(Exercise goal): The lines to copy are those in the listing that hold the word "baseball".

Dataset entries START

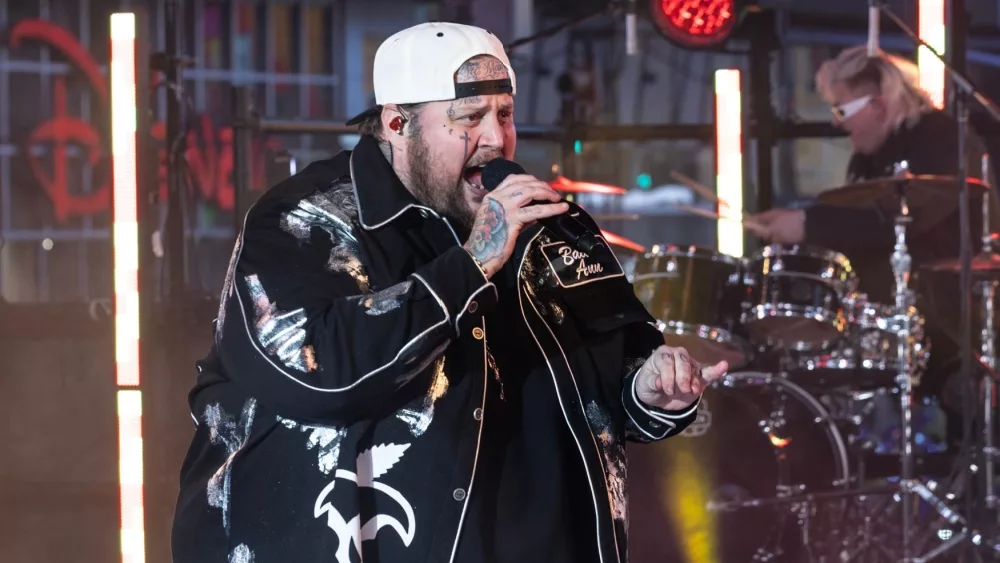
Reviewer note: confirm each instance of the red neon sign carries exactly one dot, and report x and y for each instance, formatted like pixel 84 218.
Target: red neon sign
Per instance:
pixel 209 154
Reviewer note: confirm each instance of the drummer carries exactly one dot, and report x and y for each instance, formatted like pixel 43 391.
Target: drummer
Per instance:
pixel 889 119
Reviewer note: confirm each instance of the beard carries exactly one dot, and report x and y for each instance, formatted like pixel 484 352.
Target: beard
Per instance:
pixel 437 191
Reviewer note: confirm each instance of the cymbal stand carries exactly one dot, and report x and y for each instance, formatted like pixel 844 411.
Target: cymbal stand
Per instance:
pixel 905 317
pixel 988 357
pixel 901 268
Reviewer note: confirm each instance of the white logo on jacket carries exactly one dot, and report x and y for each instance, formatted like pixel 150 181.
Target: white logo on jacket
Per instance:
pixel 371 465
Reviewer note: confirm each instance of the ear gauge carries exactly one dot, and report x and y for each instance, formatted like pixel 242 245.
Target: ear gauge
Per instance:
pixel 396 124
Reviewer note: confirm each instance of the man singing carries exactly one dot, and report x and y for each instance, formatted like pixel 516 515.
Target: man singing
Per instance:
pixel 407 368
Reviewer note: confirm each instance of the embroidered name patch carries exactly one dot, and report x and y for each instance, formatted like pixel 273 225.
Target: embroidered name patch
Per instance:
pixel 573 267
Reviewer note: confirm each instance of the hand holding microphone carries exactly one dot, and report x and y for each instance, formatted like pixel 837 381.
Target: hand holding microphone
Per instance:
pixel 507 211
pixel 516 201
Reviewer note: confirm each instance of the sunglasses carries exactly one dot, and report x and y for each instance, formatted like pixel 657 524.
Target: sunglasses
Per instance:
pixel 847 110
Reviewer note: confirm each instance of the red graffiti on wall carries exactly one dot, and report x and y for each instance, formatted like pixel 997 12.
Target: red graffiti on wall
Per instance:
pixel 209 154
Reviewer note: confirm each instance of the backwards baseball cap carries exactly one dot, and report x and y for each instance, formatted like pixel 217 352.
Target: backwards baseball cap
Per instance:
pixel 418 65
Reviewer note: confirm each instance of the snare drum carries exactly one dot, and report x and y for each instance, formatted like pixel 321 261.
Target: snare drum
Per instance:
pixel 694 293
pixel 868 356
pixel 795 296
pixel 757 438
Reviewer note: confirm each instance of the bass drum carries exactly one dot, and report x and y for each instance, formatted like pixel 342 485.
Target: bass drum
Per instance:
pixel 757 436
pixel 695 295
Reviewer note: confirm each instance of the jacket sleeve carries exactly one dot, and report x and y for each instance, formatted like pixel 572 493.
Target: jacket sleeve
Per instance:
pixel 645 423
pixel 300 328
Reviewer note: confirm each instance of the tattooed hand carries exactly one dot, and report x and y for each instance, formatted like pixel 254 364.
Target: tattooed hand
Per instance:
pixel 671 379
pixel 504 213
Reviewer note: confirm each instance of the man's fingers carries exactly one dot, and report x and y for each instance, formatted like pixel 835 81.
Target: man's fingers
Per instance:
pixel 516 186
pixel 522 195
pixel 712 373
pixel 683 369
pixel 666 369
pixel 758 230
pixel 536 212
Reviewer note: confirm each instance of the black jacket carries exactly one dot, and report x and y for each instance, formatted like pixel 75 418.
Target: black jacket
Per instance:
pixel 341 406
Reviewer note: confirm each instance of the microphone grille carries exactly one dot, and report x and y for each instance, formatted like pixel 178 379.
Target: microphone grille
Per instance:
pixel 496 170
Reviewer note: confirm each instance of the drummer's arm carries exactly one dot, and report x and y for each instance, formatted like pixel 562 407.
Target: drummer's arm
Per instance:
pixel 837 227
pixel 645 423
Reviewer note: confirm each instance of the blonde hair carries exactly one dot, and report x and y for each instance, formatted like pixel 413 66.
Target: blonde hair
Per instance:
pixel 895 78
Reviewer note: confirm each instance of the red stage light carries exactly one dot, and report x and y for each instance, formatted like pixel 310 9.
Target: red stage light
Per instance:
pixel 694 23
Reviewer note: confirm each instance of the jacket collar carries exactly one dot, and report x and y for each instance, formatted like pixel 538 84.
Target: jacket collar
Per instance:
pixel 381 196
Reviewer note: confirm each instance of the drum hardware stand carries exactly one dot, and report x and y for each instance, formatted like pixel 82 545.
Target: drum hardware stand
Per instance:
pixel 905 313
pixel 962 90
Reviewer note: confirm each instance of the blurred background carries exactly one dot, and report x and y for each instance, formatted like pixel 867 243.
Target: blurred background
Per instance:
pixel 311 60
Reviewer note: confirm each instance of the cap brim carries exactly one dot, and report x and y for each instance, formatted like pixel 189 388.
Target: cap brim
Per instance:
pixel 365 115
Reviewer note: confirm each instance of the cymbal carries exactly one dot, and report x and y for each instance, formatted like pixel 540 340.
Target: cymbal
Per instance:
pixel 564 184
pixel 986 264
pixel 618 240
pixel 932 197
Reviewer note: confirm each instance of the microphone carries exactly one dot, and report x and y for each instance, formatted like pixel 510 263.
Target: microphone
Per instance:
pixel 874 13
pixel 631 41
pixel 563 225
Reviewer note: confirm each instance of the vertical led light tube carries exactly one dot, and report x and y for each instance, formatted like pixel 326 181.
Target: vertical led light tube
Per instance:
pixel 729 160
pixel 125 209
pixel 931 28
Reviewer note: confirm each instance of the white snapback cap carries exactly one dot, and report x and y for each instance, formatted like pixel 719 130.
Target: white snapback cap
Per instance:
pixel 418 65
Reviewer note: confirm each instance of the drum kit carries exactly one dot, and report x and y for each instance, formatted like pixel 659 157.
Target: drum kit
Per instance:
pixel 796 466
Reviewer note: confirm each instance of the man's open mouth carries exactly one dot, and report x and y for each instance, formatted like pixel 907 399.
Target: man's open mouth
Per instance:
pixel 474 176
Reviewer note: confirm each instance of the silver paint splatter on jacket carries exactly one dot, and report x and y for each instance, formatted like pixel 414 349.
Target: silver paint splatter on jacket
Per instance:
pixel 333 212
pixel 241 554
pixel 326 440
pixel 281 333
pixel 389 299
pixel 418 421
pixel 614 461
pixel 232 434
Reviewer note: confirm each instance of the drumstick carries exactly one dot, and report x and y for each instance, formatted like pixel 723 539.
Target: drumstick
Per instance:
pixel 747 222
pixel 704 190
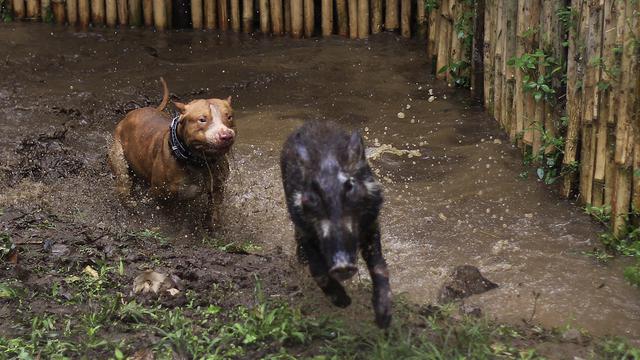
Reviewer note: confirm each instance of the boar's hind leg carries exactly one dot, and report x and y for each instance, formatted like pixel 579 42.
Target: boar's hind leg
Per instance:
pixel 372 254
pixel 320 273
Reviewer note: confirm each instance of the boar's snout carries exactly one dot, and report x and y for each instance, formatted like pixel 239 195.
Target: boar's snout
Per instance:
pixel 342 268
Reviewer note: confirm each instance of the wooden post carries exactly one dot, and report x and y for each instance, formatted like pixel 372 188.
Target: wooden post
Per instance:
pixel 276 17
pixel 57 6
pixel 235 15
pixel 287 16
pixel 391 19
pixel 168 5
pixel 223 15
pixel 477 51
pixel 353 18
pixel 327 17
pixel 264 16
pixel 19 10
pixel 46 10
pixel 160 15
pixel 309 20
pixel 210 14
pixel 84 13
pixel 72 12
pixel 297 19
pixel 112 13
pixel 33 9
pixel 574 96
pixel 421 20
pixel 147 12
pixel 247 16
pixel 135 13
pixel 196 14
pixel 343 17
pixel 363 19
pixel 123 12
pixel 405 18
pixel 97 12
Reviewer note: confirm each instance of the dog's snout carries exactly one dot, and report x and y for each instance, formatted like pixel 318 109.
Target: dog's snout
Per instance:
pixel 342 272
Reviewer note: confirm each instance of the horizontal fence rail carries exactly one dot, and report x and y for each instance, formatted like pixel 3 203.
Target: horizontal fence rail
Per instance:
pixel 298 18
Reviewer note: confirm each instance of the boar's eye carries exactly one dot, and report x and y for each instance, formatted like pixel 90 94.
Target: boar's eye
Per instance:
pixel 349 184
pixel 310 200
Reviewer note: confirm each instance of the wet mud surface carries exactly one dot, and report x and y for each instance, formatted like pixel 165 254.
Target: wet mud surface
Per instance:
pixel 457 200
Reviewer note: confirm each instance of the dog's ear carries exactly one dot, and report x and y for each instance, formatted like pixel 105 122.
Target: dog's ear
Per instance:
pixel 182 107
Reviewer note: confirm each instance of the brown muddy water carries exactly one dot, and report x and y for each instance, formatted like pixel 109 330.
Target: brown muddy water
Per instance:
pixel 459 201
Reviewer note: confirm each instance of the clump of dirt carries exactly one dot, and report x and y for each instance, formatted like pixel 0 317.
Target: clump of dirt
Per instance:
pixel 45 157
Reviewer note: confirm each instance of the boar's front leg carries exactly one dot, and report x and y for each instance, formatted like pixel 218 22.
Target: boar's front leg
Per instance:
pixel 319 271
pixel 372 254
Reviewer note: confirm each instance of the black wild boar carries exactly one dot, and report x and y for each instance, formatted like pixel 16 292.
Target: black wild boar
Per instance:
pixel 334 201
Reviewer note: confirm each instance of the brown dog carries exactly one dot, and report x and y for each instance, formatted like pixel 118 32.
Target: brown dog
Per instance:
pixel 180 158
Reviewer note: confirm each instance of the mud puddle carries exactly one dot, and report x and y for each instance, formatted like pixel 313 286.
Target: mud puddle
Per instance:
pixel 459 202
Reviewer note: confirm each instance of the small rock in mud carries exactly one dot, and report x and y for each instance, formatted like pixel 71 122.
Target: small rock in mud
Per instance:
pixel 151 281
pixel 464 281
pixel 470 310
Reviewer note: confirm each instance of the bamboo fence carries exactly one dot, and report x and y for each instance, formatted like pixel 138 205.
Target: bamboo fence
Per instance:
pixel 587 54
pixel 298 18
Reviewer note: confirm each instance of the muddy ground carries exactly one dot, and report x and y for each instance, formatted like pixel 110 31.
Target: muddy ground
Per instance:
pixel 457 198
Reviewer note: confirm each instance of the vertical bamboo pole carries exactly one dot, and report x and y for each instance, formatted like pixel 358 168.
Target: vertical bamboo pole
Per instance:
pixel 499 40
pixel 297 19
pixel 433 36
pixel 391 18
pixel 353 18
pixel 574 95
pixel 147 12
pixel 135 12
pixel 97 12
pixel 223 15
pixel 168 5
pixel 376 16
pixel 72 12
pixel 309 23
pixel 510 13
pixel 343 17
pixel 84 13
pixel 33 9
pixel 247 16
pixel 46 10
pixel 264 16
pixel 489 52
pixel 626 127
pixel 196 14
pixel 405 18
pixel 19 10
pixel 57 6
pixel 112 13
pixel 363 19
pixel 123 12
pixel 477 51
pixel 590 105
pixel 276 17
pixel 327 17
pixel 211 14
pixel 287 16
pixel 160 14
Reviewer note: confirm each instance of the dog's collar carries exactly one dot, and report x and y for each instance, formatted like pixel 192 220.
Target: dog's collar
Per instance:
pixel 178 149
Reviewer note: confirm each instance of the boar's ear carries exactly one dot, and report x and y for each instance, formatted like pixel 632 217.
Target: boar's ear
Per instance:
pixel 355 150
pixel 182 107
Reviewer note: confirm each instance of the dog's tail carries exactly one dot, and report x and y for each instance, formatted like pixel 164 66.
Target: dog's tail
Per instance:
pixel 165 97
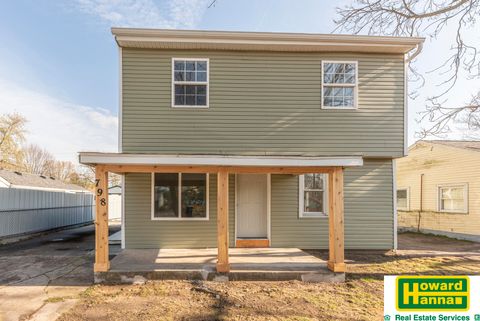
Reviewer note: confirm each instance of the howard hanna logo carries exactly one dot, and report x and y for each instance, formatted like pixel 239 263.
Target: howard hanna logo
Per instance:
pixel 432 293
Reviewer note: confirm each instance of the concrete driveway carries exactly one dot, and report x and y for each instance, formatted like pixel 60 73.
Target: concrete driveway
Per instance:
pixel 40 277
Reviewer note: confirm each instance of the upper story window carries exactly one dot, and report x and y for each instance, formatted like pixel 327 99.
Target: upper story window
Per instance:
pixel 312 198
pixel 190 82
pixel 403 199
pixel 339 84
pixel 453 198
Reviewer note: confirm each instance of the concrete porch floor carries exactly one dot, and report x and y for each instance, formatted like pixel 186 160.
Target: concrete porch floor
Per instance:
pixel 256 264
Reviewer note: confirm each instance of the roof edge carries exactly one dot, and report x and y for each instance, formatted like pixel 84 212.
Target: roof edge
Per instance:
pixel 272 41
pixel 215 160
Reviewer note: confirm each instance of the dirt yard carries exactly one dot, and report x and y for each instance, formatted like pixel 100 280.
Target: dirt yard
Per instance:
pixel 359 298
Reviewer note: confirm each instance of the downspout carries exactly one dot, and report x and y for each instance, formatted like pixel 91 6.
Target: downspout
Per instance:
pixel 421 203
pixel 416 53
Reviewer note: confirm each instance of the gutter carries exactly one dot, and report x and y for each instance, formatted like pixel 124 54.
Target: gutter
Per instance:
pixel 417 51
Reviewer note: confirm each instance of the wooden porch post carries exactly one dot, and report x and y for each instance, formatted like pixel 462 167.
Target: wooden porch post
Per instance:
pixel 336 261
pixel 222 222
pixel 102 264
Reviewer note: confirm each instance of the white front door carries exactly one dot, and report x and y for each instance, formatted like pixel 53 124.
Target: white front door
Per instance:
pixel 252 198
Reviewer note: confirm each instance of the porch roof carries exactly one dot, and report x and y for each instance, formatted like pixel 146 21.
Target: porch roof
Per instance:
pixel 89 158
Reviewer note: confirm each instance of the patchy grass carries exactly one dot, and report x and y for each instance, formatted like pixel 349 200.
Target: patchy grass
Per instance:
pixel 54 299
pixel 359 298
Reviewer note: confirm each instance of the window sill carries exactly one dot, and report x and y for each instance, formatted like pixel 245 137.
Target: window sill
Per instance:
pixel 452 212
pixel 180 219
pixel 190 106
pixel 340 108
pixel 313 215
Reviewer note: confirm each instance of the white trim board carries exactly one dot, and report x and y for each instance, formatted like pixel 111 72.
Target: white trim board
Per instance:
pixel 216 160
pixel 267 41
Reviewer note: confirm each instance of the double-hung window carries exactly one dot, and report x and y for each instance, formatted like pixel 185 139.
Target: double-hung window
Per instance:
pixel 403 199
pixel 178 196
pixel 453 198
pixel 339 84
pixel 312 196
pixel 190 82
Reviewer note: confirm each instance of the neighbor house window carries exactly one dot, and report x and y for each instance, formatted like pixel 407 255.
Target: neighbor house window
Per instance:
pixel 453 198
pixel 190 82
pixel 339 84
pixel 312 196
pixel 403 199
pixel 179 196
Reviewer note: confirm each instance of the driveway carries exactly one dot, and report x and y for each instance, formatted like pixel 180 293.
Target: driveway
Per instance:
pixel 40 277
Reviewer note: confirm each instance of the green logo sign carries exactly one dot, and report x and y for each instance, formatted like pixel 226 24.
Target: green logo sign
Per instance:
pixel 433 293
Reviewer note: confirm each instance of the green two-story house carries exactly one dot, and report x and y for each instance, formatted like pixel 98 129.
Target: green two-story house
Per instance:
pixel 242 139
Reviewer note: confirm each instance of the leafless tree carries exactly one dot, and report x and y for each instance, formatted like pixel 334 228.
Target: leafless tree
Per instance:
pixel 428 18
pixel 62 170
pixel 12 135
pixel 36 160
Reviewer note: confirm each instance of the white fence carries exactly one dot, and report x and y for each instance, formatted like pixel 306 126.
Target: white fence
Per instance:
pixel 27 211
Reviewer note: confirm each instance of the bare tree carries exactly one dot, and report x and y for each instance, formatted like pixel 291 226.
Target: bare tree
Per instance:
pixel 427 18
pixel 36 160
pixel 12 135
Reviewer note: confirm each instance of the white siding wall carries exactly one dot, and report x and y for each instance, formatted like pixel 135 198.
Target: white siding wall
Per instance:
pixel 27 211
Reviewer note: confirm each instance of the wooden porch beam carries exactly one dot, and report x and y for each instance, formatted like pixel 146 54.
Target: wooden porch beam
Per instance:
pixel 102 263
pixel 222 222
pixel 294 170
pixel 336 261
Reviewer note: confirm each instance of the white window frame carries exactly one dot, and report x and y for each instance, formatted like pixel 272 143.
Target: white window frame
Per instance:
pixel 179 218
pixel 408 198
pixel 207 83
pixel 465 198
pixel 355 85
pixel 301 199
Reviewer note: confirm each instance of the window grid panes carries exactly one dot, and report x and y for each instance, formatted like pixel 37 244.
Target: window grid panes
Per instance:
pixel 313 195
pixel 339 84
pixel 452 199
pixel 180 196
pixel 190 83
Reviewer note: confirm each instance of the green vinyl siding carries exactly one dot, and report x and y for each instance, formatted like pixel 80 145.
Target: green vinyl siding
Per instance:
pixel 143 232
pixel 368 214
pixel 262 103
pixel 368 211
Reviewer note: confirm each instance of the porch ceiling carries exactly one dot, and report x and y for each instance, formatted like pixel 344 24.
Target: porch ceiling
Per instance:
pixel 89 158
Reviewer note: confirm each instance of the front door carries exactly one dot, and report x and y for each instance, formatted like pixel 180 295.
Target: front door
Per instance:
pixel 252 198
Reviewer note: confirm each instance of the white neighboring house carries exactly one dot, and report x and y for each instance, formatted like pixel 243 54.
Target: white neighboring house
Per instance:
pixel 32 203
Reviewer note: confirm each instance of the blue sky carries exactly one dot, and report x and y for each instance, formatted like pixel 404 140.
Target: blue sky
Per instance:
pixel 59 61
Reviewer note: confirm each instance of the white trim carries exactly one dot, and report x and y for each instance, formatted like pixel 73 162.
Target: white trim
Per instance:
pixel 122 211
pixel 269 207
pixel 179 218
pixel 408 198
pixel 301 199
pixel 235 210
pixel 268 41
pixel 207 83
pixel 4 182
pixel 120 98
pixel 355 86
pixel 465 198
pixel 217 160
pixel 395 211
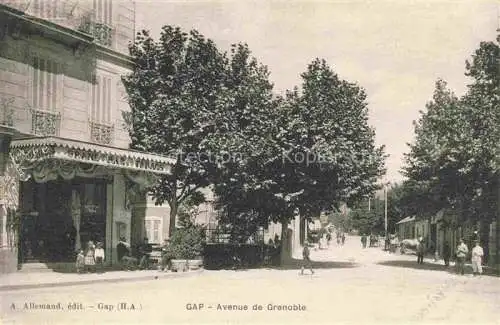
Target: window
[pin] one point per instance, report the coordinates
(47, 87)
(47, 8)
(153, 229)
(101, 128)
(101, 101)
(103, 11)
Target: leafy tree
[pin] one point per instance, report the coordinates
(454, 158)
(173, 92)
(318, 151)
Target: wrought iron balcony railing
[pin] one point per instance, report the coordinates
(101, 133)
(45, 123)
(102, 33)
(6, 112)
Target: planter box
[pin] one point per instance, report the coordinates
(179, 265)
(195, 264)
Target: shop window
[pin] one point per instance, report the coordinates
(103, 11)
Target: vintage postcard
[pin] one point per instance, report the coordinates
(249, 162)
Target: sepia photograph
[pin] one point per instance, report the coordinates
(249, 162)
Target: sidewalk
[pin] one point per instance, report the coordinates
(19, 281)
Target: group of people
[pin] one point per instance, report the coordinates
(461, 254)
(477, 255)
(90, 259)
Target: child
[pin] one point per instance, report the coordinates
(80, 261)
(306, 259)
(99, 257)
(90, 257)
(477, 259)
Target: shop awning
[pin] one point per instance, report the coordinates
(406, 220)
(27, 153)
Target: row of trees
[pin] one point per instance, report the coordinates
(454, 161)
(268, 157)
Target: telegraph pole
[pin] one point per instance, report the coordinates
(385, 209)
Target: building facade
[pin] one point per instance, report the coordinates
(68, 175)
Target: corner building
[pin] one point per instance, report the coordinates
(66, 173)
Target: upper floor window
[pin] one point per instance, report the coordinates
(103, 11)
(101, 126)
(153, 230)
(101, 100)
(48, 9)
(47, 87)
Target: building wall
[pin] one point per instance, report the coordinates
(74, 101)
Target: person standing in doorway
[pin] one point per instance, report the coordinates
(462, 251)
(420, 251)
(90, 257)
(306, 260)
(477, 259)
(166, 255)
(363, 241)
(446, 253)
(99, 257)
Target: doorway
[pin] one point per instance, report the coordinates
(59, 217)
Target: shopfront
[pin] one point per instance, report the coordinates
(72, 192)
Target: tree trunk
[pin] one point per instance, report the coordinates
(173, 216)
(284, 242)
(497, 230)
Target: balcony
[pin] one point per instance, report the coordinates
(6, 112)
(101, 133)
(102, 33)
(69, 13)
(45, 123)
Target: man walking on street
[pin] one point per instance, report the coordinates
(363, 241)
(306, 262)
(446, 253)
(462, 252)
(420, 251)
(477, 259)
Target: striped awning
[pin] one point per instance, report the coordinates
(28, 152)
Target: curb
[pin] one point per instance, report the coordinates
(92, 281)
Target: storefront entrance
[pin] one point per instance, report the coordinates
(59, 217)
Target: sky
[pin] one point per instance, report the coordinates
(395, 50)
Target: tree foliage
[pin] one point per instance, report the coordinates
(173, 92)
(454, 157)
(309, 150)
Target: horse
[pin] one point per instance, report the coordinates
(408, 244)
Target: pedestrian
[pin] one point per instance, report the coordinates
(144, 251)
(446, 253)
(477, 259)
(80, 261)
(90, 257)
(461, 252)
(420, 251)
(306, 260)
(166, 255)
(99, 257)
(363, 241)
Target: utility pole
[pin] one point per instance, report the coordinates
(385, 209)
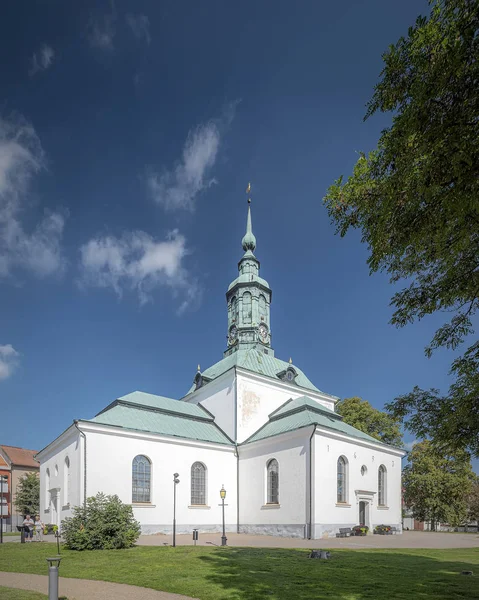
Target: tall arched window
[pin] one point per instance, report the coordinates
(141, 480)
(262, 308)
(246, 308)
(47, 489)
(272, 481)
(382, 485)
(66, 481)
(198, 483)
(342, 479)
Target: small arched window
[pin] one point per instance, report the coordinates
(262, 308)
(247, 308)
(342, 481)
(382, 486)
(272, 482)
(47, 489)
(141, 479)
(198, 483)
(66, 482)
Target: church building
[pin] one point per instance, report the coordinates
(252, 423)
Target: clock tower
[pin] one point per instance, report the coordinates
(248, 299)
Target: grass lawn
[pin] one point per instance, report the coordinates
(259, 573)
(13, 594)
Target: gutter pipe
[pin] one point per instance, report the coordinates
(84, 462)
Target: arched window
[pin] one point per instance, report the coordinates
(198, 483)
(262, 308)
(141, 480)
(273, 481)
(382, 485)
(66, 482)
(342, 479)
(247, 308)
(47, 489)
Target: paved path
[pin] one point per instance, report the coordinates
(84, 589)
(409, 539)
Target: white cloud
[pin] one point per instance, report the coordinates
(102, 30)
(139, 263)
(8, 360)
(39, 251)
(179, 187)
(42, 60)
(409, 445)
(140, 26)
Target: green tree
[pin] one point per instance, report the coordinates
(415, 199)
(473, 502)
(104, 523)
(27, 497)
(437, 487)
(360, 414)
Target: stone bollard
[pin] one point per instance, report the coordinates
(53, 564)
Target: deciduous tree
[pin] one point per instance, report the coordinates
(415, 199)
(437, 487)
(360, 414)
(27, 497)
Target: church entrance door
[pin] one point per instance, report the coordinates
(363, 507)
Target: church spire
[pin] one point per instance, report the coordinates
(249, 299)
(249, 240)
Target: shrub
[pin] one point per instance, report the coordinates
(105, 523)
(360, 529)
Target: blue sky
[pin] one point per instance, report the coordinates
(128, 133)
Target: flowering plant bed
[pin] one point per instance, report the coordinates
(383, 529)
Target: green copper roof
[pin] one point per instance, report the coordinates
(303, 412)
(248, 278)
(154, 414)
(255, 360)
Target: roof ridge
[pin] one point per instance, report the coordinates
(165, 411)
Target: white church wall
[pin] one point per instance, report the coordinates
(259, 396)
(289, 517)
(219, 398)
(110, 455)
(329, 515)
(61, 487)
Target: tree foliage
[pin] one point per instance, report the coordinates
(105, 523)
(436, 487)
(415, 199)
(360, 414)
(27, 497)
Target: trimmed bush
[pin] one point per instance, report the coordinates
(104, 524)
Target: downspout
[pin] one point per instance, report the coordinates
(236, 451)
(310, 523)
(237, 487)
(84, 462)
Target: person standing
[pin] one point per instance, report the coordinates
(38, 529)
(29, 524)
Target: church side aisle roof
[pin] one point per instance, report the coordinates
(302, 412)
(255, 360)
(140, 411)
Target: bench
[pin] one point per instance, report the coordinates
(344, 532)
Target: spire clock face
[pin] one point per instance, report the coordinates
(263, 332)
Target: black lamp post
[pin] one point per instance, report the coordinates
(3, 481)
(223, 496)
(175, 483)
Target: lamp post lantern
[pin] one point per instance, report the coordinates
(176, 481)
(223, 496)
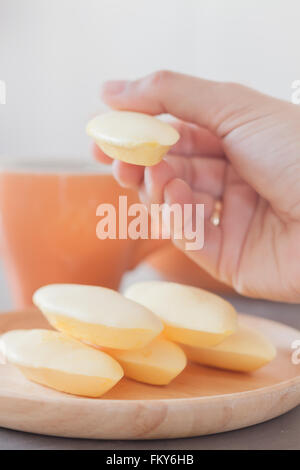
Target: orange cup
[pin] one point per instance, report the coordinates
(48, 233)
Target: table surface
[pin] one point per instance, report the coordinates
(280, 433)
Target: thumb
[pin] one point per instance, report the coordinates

Dataset entries END

(Result of this exercise):
Reviewer note: confirm each instance of the backwards baseball cap carries exactly one dot, and report x and y for each instance, formatted like pixel 217 352.
Target: backwards baseball cap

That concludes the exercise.